SELECTED PASSAGE ▸

4th Minister of Veterans Affairs
- In office 5 August 2019 – 20 May 2024
- Prime Minister: Su Tseng-chang Chen Chien-jen
- Preceded by: Lee Wen-chung (acting)
- Succeeded by: Yen Teh-fa

32nd Minister of National Defense
- In office 20 May 2016 – 23 February 2018
- Prime Minister: Lin Chuan William Lai
- Preceded by: Kao Kuang-chi
- Succeeded by: Yen Teh-fa

Personal details
- Born: 25 November 1945 (age 80) Huai-yin, Kiangsu, Republic of China
- Party: Independent
- Other political affiliations: Kuomintang (until 2016)
- Education: Republic of China Air Force Academy (BS) University of Southern California Armed Forces University (MS)

Military service
- Branch/service: Republic of China Air Force
- Years of service: 1967－2006
- Rank: General

= Feng Shih-kuan =

Taiwanese politician (born 1945)

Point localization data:
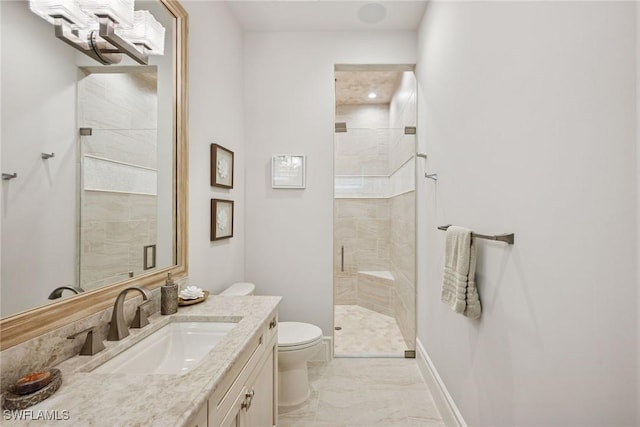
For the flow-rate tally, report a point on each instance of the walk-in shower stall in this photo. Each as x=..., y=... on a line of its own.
x=374, y=212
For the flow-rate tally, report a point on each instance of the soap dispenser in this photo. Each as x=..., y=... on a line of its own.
x=169, y=296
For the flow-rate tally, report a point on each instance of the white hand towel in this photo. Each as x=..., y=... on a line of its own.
x=458, y=282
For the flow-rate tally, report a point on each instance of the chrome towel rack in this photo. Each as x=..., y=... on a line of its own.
x=507, y=238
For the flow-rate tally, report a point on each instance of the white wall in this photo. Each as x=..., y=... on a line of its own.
x=638, y=202
x=527, y=113
x=289, y=104
x=215, y=115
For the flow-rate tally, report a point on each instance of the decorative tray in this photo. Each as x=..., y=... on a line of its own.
x=13, y=401
x=183, y=302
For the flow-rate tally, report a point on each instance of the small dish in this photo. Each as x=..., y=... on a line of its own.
x=183, y=302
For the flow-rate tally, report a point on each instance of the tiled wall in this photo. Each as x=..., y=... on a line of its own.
x=119, y=175
x=374, y=207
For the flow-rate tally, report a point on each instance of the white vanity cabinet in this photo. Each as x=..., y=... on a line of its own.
x=247, y=396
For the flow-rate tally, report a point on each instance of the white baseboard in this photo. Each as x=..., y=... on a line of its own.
x=325, y=352
x=447, y=407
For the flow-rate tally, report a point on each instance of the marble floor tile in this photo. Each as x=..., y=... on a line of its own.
x=366, y=332
x=373, y=392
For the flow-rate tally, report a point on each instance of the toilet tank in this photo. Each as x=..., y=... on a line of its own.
x=239, y=289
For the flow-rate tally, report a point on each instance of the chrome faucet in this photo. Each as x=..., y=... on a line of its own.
x=57, y=292
x=118, y=328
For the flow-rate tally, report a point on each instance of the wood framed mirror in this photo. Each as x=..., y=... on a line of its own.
x=32, y=322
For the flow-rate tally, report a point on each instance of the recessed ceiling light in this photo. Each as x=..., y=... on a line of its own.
x=372, y=13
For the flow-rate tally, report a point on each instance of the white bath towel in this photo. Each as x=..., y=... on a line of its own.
x=458, y=282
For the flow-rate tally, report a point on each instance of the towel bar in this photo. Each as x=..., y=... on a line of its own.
x=507, y=238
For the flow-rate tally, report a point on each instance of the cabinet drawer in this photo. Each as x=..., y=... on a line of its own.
x=232, y=385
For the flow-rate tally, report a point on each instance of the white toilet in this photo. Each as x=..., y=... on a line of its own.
x=297, y=343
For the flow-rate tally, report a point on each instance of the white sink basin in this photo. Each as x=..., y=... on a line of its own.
x=173, y=349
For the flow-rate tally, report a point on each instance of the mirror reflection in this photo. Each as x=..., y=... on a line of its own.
x=93, y=150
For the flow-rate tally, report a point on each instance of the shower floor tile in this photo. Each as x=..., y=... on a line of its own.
x=365, y=332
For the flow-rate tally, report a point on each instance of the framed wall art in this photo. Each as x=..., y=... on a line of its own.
x=288, y=171
x=221, y=219
x=221, y=166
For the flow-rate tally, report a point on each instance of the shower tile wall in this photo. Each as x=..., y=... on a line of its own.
x=361, y=206
x=403, y=111
x=375, y=215
x=119, y=200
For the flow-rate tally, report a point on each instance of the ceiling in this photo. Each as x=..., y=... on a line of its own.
x=353, y=87
x=324, y=15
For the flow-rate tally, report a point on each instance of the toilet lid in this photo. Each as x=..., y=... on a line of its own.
x=297, y=333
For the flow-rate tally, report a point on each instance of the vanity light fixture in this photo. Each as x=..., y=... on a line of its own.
x=104, y=29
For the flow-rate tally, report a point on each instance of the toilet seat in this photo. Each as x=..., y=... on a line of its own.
x=297, y=336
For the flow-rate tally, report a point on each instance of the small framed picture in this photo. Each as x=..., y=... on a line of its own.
x=221, y=219
x=287, y=171
x=221, y=166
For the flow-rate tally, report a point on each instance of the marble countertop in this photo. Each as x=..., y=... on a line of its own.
x=96, y=399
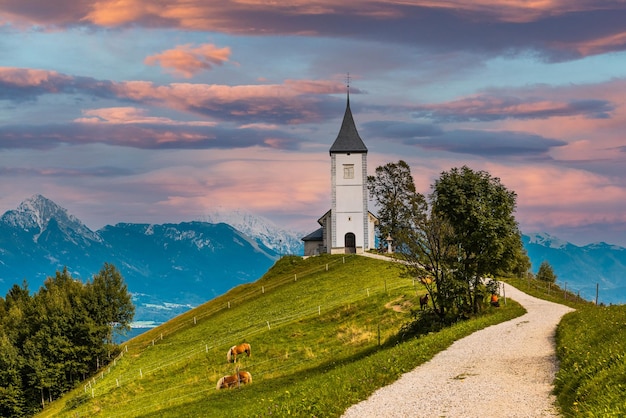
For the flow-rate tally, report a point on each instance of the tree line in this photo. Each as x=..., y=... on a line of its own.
x=55, y=338
x=454, y=239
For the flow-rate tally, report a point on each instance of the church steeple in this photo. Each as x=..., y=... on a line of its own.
x=348, y=139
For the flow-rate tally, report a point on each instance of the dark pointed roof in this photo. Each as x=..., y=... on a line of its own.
x=348, y=139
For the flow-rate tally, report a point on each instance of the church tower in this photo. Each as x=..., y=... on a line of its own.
x=348, y=171
x=348, y=227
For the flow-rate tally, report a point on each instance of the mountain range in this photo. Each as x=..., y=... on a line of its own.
x=170, y=268
x=582, y=269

PROBLEMS TO SOLVE ▸
(A) Name every Prime Minister listed in the Feng Shih-kuan profile.
(B) Output the portion of the Feng Shih-kuan profile starting at "Personal details" and ending at "Forces University (MS)".
(C) Answer these questions from the Feng Shih-kuan profile:
(i) Who preceded him as Minister of National Defense?
(ii) What military rank is given for him?
(iii) Where was he born?

ANSWERS FOR EACH ITEM ▸
(A)
Su Tseng-chang
Chen Chien-jen
Lin Chuan
William Lai

(B)
Personal details
- Born: 25 November 1945 (age 80) Huai-yin, Kiangsu, Republic of China
- Party: Independent
- Other political affiliations: Kuomintang (until 2016)
- Education: Republic of China Air Force Academy (BS) University of Southern California Armed Forces University (MS)

(C)
(i) Kao Kuang-chi
(ii) General
(iii) Huai-yin, Kiangsu, Republic of China